╭─ EXCERPTED TEXT
Cdc48/p97 promotes degradation of aberrant nascent polypeptides bound to the ribosome
- California Institute of Technology, United States
- Howard Hughes Medical Institute, California Institute of Technology, United States
Figures
Figure 1 with 2 supplements
Ub conjugates accumulate on ribosomes isolated from cdc48 and npl4-1 mutants.
(A) Ribosome assembly is unimpaired in cdc48-3 mutant cells and Ub conjugates accumulate on cdc48-3 ribosomes. Ribosomes were immunoprecipitated (IP) from cdc48-3 (Untagged, UT), RPL18BTAP (WT), and cdc48-3 RPL18BTAP cells shifted to the non-permissive temperature (37°C) for 90 min. Purified ribosomes were evaluated by Coomassie blue staining (Figure 1—figure supplement 2A) and immunoblotting (IB) with Ub and anti-Rpl32 antibodies. Anti-Rpl32 also detects Rps2. (B) WT and mutant cells grown at 24°C were shifted to 30°C for two generations and pdr5Δ cells were either mock-treated with DMSO, or 30 μM MG132 for 30 min. Ribosomes were isolated (input cell lysates, right panel) by sedimentation through sucrose cushions. Ribosome pellets were evaluated by IB with Ub and Rpl32 antibodies (left panels). (C) The ATPase activity of Cdc48 promotes clearance of Ub conjugates from ribosomes. Mutant cdc48-3 cells containing plasmid-borne WT GAL-CDC48His6 or the Q2 mutant were grown in galactose for 2 hr to induce expression of ectopic Cdc48. Induced cells were shifted to 35°C for 1 hr to inactivate cdc48-3 before being harvested. Ribosomes were isolated by sedimentation through sucrose cushions and input cell lysates and ribosome pellets were evaluated as in (A). (D) Cdc48 binds to purified ribosomes. Ribosomes were affinity-purified from untagged or RPL18BTAP-tagged cells and the levels of bound Cdc48 and Ufd1 were evaluated by IB with the respective antibodies.
Figure 1—figure supplement 1
Cdc48 pathway mutants are sensitive to hygromycin B (A) and paromomycin (B).
Serial fivefold dilutions of wildtype and mutant cells were spotted on YPD plates either lacking (untreated) or containing the indicated amount of drug and incubated at the indicated temperature for 3 days.
╰─
_PROBLEM TO SOLVE:_ Continue the figure legends on Cdc48/p97 and the degradation of ribosome-bound nascent polypeptides from the point where they stop.
╭─ DATA SUPPLIED
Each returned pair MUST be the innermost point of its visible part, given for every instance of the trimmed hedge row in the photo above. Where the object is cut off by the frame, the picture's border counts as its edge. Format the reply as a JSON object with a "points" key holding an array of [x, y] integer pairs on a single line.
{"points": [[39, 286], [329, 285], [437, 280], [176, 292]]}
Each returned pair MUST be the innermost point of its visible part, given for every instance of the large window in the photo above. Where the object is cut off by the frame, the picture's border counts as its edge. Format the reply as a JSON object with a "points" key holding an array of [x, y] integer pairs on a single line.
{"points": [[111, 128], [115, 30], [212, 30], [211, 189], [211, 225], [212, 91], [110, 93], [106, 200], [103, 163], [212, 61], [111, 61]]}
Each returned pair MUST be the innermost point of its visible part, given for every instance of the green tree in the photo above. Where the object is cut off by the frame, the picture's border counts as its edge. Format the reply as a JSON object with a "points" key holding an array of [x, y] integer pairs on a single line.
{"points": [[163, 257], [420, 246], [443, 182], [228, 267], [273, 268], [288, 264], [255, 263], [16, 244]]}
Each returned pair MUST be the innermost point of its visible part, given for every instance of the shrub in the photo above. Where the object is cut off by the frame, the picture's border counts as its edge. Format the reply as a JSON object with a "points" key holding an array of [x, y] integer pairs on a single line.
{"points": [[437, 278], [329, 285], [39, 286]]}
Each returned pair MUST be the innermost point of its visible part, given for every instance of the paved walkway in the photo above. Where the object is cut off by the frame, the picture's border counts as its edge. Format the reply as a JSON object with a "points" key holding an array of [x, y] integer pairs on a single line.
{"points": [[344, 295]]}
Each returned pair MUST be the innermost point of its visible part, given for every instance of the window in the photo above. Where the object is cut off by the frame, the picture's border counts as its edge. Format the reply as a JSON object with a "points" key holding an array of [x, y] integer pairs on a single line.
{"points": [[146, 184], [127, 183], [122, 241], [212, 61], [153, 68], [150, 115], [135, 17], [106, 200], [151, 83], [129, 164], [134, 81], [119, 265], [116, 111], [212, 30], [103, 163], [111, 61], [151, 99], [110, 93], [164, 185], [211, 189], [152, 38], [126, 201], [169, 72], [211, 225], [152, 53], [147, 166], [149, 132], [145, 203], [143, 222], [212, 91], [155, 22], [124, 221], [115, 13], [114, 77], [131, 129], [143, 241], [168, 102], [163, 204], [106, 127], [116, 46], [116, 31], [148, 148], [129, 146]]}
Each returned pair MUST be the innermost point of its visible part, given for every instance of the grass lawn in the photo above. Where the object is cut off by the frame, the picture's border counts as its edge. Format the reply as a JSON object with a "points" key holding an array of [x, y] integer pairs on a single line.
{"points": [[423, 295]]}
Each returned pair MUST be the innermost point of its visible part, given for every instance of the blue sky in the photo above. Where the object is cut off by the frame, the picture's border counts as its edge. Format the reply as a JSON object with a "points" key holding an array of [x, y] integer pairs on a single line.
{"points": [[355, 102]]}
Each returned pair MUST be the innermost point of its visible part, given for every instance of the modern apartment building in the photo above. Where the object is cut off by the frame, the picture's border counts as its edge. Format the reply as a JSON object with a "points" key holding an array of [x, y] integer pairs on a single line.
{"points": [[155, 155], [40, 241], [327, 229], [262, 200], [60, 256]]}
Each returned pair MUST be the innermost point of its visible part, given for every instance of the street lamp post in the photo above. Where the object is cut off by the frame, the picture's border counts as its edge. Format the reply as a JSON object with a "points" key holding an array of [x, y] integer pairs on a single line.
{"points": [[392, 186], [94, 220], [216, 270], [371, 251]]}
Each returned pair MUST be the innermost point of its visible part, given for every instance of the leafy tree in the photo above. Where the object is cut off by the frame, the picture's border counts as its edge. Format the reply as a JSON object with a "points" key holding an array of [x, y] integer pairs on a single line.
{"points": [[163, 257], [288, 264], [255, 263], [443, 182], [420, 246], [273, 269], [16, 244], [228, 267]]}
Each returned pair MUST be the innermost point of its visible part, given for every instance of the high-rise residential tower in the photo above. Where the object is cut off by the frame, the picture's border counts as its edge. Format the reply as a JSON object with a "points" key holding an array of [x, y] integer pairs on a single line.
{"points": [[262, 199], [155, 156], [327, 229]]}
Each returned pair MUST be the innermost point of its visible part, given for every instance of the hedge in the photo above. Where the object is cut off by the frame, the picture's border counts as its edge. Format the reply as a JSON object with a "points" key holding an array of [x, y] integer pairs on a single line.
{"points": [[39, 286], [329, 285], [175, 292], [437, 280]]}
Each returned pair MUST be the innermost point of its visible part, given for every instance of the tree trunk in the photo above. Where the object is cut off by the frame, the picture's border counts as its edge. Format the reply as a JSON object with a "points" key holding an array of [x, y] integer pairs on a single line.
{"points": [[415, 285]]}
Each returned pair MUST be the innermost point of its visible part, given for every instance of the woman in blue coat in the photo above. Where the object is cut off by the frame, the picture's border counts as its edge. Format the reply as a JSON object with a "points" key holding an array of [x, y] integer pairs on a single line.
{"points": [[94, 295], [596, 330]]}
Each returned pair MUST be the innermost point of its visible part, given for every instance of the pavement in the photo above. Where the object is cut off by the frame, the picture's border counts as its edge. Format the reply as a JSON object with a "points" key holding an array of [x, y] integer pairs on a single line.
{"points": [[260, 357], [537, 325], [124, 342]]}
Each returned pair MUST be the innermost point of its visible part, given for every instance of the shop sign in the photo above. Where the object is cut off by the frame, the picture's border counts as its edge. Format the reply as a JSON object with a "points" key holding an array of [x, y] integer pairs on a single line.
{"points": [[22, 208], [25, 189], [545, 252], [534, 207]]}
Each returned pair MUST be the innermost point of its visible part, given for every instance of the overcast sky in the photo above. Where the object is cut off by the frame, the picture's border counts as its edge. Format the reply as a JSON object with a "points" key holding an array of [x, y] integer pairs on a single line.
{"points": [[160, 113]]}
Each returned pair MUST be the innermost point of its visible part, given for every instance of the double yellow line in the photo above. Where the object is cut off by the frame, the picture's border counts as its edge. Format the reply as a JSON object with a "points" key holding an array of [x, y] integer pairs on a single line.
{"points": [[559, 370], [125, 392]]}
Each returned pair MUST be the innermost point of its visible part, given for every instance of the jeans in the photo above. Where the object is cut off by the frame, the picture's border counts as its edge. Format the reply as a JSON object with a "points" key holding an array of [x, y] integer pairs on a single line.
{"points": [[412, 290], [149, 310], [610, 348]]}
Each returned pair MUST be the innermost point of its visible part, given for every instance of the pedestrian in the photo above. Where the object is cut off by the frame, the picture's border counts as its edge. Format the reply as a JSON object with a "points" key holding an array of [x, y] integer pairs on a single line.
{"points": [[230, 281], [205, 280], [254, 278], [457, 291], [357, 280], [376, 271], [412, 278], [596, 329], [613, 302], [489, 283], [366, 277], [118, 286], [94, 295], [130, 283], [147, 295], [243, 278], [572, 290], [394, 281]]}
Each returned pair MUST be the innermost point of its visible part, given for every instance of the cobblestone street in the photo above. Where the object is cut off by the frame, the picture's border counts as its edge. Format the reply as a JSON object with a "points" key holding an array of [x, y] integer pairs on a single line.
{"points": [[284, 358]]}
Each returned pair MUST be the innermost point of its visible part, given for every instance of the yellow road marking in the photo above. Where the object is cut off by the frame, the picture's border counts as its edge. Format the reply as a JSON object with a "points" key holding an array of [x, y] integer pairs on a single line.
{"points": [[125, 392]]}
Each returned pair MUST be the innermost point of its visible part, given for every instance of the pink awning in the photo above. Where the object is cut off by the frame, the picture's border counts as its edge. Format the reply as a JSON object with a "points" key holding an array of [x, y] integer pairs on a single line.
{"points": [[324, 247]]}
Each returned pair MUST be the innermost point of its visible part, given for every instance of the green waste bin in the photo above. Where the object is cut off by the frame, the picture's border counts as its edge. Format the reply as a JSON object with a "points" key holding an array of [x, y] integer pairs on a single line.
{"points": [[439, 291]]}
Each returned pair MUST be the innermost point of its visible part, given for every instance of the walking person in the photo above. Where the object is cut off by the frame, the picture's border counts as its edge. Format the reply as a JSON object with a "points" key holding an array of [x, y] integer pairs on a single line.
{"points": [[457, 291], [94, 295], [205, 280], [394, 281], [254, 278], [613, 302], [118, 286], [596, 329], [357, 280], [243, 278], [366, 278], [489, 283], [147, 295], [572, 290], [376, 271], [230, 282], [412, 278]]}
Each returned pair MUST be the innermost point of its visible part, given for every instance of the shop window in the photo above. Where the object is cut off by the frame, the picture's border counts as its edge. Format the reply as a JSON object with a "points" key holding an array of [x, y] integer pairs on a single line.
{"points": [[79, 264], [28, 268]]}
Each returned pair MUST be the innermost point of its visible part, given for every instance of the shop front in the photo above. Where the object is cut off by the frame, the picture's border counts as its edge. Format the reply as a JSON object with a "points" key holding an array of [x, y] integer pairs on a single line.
╰─
_EXERCISE ANSWER:_
Figure 1—figure supplement 2
Ribosome assembly is unimpaired in Cdc48 pathway mutants.
(A) SDS-PAGE and Coomassie blue analysis of affinity-purified ribosomes from untagged (UT, lane 1), WT (lane 2) and cdc48-3 (lane 3) strains used in Figure 1A. (B) Absorbance profile (254 nm) of wildtype and mutant lysates fractionated on 10–50% sucrose gradients.
Figure 2 with 1 supplement
Ubiquitinated nascent peptides linked to tRNA accumulate on ribosomes in cdc48-3 and ufd1-2 mutants.
(A) Puromycin-dependent binding to UBA resin of Ub conjugates from cdc48-3 ribosomes. Ribosomes were affinity-purified from untagged or wildtype and mutant RPL18BTAP cells grown at 37°C for 90 min and eluted with TEV protease in the presence or absence of puromycin (puro), followed by incubation with UBA resin. Bound fractions were resolved by SDS-PAGE and immunoblotted with antibodies to Ub (top panel) or puromycin (lower panel). (B) Transfer of Ub conjugates to puromycin was RNAse A-sensitive. Ribosomes were affinity-purified from cdc48-3 (UT) or cdc48-3RPL18BTAP cells as described above in the absence (lanes 1, 2 and 3) or presence of 200 μg/ml RNAse A. Following elution with TEV protease, samples from the tagged cells (lane 3) were treated with 200 μg/ml RNAse A at 30°C for 10 min before incubation of all samples with puromycin and binding to UBA resin. The bound fractions were evaluated as in (A). (C) CTAB-precipitable Ub conjugates accumulate on cdc48-3 ribosomes. Ribosomes affinity-purified from the same strains used in panel (A) were treated with RNAse A (or not) and subjected to precipitation (pptn) with CTAB. Precipitates were resolved by SDS-PAGE and immunoblotted with anti-Ub. 48 Refers to cdc48-3. (D) Ubiquitinated newly-synthesized proteins accumulate on ribosomes isolated from cdc48-3 and ufd1-2 mutants. Cells were pulse-labeled for 90 s with 35S methionine and chased with cold methionine and cycloheximide for the indicated times. Ribosomes were affinity-purified, eluted with TEV protease in the presence of puromycin, and loaded onto UBA resin. The bound fraction was evaluated by SDS-PAGE followed by autoradiography. Densitometry indicated that <5% of the high MW material was released from ufd1-2 ribosomes between the 0- and 10-min time points.
Figure 2—figure supplement 1
Cdc48-Ufd1-Npl4 complex is required to clear ubiquitinated nascent peptides from ribosomes.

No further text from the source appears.